→ Extract to read:
Importance: Pulmonary embolism (PE) is a life-threatening clinical problem, and computed tomographic imaging is the standard for diagnosis. Clinical decision support rules based on PE risk-scoring models have been developed to compute pretest probability but are underused and tend to underperform in practice, leading to persistent overuse of CT imaging for PE.
Objective: To develop a machine learning model to generate a patient-specific risk score for PE by analyzing longitudinal clinical data as clinical decision support for patients referred for CT imaging for PE.
Design, setting, and participants: In this diagnostic study, the proposed workflow for the machine learning model, the Pulmonary Embolism Result Forecast Model (PERFORM), transforms raw electronic medical record (EMR) data into temporal feature vectors and develops a decision analytical model targeted toward adult patients referred for CT imaging for PE. The model was tested on holdout patient EMR data from 2 large, academic medical practices. A total of 3397 annotated CT imaging examinations for PE from 3214 unique patients seen at Stanford University hospitals and clinics were used for training and validation. The models were externally validated on 240 unique patients seen at Duke University Medical Center. The comparison with clinical scoring systems was done on randomly selected 100 outpatient samples from Stanford University hospitals and clinics and 101 outpatient samples from Duke University Medical Center.
Main outcomes and measures: Prediction performance of diagnosing acute PE was evaluated using ElasticNet, artificial neural networks, and other machine learning approaches on holdout data sets from both institutions, and performance of models was measured by area under the receiver operating characteristic curve (AUROC).

→ Record set:
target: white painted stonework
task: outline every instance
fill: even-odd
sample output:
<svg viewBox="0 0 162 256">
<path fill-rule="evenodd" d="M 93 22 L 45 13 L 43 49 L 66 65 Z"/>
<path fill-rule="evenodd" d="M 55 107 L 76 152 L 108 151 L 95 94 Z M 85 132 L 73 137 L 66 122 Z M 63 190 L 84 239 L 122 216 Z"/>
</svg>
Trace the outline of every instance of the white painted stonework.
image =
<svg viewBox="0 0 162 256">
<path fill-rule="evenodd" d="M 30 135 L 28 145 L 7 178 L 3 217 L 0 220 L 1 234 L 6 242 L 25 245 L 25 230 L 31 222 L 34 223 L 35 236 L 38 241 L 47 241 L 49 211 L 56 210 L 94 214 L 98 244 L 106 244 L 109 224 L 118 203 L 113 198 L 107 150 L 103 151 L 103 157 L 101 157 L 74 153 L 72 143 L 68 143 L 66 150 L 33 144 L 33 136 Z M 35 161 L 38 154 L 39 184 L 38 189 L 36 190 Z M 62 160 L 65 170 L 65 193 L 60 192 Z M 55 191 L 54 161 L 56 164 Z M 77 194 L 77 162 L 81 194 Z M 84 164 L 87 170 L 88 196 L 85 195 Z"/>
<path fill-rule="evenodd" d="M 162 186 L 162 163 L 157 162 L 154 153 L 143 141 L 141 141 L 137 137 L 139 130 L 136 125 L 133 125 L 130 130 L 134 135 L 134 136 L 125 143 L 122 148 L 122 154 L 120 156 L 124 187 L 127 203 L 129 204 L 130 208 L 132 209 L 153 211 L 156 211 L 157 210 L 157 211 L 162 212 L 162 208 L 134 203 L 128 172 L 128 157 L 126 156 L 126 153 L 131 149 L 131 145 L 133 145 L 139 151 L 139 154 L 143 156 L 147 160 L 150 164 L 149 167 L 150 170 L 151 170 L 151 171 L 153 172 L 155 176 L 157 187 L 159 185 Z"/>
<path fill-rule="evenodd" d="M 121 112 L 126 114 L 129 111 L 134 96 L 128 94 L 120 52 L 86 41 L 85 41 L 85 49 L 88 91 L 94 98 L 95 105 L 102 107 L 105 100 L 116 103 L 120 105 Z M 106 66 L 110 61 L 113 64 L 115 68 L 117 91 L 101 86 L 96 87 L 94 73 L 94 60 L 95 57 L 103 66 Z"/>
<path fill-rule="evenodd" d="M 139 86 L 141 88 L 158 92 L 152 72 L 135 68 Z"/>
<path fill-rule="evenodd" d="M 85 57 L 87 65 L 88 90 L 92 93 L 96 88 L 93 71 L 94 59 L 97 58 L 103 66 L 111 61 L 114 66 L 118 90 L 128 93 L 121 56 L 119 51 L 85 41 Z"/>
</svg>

→ Set of tasks:
a: Do the following statements agree with the abstract on predicting pulmonary embolism above the listing? Answer yes or no for each one, and quote the words of the abstract that decide it.
(i) The training and validation data came from 3214 unique patients at Stanford University hospitals and clinics.
(ii) External validation of the models used 101 patients seen at Duke University Medical Center.
(iii) The performance of the models was measured by the area under the receiver operating characteristic curve.
b: Write the next part of the pulmonary embolism abstract, starting after its final sentence about AUROC.

→ Answers for this exercise:
a:
(i) Yes: "A total of 3397 annotated CT imaging examinations for PE from 3214 unique patients seen at Stanford University hospitals and clinics were used for training and validation."
(ii) No: "The models were externally validated on 240 unique patients seen at Duke University Medical Center."
(iii) Yes: "performance of models was measured by area under the receiver operating characteristic curve (AUROC)."

b:
Results: Of the 3214 patients included in the study, 1704 (53.0%) were women from Stanford University hospitals and clinics; mean (SD) age was 60.53 (19.43) years. The 240 patients from Duke University Medical Center used for validation included 132 women (55.0%); mean (SD) age was 70.2 (14.2) years. In the samples for clinical scoring system comparisons, the 100 outpatients from Stanford University hospitals and clinics included 67 women (67.0%); mean (SD) age was 57.74 (19.87) years, and the 101 patients from Duke University Medical Center included 59 women (58.4%); mean (SD) age was 73.06 (15.3) years. The best-performing model achieved an AUROC performance of predicting a positive PE study of 0.90 (95% CI, 0.87-0.91) on intrainstitutional holdout data with an AUROC of 0.71 (95% CI, 0.69-0.72) on an external data set from Duke University Medical Center; superior AUROC performance and cross-institutional generalization of the model of 0.81 (95% CI, 0.77-0.87) and 0.81 (95% CI, 0.73-0.82), respectively, were noted on holdout outpatient populations from both intrainstitutional and extrainstitutional data.
Conclusions and relevance: The machine learning model, PERFORM, may consider multitudes of applicable patient-specific risk factors and dependencies to arrive at a PE risk prediction that generalizes to new population distributions. This approach might be used as an automated clinical decision-support tool for patients referred for CT PE imaging to improve CT use.